== Quoted passage

Thread (22 messages) 22 messages, 3 authors, 2017-09-22

Re: [PATCH V6 00/18] blk-throttle: add .low limit

From: Shaohua Li <shli@kernel.org>
Date: 2017-09-05 21:02:33
Also in: lkml

On Thu, Aug 31, 2017 at 09:24:23AM +0200, Paolo VALENTE wrote:
quoted
Il giorno 15 gen 2017, alle ore 04:42, Shaohua Li [off-list ref] ha scritto:

Hi,

cgroup still lacks a good iocontroller. CFQ works well for hard disk, but not
much for SSD. This patch set try to add a conservative limit for blk-throttle.
It isn't a proportional scheduling, but can help prioritize cgroups. There are
several advantages we choose blk-throttle:
- blk-throttle resides early in the block stack. It works for both bio and
 request based queues.
- blk-throttle is light weight in general. It still takes queue lock, but it's
 not hard to implement a per-cpu cache and remove the lock contention.
- blk-throttle doesn't use 'idle disk' mechanism, which is used by CFQ/BFQ. The
 mechanism is proved to harm performance for fast SSD.

The patch set add a new io.low limit for blk-throttle. It's only for cgroup2.
The existing io.max is a hard limit throttling. cgroup with a max limit never
dispatch more IO than its max limit. While io.low is a best effort throttling.
cgroups with 'low' limit can run above their 'low' limit at appropriate time.

====
== Rows

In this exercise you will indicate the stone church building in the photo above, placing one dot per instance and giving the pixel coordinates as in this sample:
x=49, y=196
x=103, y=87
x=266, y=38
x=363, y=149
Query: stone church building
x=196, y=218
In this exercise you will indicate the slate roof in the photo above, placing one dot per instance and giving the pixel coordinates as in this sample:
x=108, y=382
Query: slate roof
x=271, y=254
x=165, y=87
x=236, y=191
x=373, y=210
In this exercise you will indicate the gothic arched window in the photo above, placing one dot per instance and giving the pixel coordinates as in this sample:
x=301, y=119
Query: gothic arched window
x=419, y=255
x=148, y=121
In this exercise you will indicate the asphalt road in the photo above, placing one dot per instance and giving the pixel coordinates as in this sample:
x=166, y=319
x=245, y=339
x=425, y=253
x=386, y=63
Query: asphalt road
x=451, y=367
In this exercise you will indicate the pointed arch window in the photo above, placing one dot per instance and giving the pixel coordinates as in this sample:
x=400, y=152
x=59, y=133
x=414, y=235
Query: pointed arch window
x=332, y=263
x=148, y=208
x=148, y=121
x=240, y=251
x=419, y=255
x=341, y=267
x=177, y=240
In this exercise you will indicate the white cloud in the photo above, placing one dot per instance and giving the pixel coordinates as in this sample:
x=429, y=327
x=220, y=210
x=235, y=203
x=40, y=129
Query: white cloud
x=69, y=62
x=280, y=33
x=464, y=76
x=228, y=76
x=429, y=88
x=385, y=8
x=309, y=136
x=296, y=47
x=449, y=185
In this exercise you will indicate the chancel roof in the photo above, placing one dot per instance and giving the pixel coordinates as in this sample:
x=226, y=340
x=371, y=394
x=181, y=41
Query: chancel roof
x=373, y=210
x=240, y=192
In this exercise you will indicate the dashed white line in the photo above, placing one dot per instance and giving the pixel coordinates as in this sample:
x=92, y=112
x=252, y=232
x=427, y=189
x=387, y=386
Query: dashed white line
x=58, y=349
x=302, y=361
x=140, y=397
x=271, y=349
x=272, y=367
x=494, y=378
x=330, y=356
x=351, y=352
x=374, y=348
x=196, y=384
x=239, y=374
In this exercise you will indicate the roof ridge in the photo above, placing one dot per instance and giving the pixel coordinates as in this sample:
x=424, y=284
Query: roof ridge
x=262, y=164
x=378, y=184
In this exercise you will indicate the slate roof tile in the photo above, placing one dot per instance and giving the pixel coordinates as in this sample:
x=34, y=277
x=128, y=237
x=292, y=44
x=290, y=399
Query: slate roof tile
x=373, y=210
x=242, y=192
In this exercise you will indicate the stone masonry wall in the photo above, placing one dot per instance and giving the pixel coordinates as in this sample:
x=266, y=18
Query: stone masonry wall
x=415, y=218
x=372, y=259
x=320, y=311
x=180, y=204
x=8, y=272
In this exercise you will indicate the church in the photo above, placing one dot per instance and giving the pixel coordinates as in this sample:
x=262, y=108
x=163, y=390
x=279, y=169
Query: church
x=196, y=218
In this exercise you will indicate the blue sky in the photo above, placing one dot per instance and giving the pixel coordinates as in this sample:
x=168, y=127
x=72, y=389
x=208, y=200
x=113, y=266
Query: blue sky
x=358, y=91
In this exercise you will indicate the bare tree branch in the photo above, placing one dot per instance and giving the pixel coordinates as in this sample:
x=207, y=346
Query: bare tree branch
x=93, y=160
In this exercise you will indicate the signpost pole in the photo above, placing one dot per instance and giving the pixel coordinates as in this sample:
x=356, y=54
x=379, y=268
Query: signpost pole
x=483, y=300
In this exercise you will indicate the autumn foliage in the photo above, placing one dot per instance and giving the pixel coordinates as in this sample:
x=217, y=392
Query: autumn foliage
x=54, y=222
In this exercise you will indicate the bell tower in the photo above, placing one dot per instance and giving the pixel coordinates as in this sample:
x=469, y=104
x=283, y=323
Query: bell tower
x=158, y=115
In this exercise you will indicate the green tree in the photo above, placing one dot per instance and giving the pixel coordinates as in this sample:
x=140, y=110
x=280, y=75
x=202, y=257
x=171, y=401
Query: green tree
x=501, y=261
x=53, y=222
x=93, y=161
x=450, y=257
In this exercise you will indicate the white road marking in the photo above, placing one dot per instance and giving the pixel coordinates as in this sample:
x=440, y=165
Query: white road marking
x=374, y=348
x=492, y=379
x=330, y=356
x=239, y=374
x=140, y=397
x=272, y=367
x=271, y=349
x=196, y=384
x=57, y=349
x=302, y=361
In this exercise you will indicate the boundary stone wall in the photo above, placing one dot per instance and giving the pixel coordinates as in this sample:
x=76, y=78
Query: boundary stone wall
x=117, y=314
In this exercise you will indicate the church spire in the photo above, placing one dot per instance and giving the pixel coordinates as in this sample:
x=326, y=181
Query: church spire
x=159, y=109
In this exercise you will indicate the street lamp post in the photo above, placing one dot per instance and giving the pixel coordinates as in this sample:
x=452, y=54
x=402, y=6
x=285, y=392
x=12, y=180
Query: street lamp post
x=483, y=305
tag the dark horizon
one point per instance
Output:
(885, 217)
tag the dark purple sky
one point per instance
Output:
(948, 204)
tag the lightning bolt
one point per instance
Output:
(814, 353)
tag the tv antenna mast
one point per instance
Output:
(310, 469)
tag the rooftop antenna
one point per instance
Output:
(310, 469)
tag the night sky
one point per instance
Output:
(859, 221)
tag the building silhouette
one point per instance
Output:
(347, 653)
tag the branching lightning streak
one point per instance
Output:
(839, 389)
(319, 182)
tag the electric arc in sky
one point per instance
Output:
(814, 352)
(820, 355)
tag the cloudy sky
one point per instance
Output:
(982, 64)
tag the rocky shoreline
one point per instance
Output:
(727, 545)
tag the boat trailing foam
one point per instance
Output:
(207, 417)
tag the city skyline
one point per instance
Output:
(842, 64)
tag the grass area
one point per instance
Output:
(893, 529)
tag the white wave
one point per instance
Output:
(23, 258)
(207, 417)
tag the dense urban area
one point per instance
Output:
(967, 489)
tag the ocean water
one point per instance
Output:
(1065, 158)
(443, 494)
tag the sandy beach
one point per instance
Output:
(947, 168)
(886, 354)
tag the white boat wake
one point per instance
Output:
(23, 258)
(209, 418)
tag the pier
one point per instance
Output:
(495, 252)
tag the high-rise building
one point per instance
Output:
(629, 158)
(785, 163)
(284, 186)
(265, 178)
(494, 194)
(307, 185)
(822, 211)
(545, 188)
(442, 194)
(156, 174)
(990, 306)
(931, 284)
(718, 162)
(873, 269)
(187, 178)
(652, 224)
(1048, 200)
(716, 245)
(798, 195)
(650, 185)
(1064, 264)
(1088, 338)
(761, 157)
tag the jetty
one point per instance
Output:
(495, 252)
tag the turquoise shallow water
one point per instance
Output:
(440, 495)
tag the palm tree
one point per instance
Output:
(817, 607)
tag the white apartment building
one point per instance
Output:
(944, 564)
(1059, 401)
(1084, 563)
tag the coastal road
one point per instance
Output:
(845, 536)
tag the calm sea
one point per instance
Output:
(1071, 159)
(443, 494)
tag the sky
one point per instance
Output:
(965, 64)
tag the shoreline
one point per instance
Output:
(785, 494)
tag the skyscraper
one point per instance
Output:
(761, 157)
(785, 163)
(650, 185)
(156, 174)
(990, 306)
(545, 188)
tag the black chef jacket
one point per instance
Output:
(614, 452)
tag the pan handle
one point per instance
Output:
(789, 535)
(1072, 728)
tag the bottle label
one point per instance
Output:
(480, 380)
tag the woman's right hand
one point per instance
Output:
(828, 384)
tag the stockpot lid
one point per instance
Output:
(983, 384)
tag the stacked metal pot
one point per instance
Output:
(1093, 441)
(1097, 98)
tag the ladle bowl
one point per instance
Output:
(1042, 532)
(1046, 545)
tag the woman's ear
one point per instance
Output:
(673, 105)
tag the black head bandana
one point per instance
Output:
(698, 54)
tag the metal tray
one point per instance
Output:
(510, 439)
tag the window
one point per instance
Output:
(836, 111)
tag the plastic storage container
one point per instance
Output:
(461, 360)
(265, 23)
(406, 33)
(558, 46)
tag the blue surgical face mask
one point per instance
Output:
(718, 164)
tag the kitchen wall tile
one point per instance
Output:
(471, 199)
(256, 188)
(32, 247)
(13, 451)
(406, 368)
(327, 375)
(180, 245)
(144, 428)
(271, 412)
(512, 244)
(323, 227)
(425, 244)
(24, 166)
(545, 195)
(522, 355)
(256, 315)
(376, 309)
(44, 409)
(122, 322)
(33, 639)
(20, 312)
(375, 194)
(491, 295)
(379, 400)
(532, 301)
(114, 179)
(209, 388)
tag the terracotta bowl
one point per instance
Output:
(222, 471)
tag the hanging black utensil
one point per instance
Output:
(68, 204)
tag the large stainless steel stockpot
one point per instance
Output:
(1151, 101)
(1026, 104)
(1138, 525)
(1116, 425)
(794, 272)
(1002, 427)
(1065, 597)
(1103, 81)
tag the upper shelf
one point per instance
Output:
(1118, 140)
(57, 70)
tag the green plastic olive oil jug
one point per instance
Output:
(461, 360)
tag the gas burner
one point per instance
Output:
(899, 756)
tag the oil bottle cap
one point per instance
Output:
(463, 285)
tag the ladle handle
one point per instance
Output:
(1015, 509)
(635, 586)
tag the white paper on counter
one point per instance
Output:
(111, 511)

====

#### Tasks
1. Copy out everything in the records from the line containing "tag the ladle handle" down to the end of the records, both ends included.
2. Pick up the mailing list message about the blk-throttle io.low limit after its last sentence and write what comes next.

#### Responses to the exercise
1.
tag the ladle handle
one point per instance
Output:
(1015, 509)
(635, 586)
tag the white paper on counter
one point per instance
Output:
(111, 511)

2.
Specifically, if all cgroups reach their 'low' limit, all cgroups can run above
their 'low' limit. If any cgroup runs under its 'low' limit, all other cgroups
will run according to their 'low' limit. So the 'low' limit could act as two
roles, it allows cgroups using free bandwidth and it protects cgroups from
their 'low' limit.

An example usage is we have a high prio cgroup with high 'low' limit and a low
prio cgroup with low 'low' limit. If the high prio cgroup isn't running, the low
prio can run above its 'low' limit, so we don't waste the bandwidth. When the
high prio cgroup runs and is below its 'low' limit, low prio cgroup will run
under its 'low' limit. This will protect high prio cgroup to get more
resources.
Hi Shaohua,
Hi,

Sorry for the late response.
I would like to ask you some questions, to make sure I fully
understand how the 'low' limit and the idle-group detection work in
your above scenario.  Suppose that: the drive has a random-I/O peak
rate of 100MB/s, the high prio group has a 'low' limit of 90 MB/s, and
the low prio group has a 'low' limit of 10 MB/s.  If
- the high prio process happens to do, say, only 5 MB/s for a given
  long time
- the low prio process constantly does greedy I/O
- the idle-group detection is not being used
then the low prio process is limited to 10 MB/s during all this time
interval.  And only 10% of the device bandwidth is utilized.

To recover lost bandwidth through idle-group detection, we need to set
a target IO latency for the high-prio group.  The high prio group
should happen to be below the threshold, and thus to be detected as
idle, leaving the low prio group free too use all the bandwidth.

Here are my questions:
1) Is all I wrote above correct?
Yes
2) In particular, maybe there are other better mechanism to saturate
the bandwidth in the above scenario?
Assume it's the 4) below.
If what I wrote above is correct:
3) Doesn't fluctuation occur?  I mean: when the low prio group gets
full bandwidth, the latency threshold of the high prio group may be
overcome, causing the high prio group to not be considered idle any
longer, and thus the low prio group to be limited again; this in turn
will cause the threshold to not be overcome any longer, and so on.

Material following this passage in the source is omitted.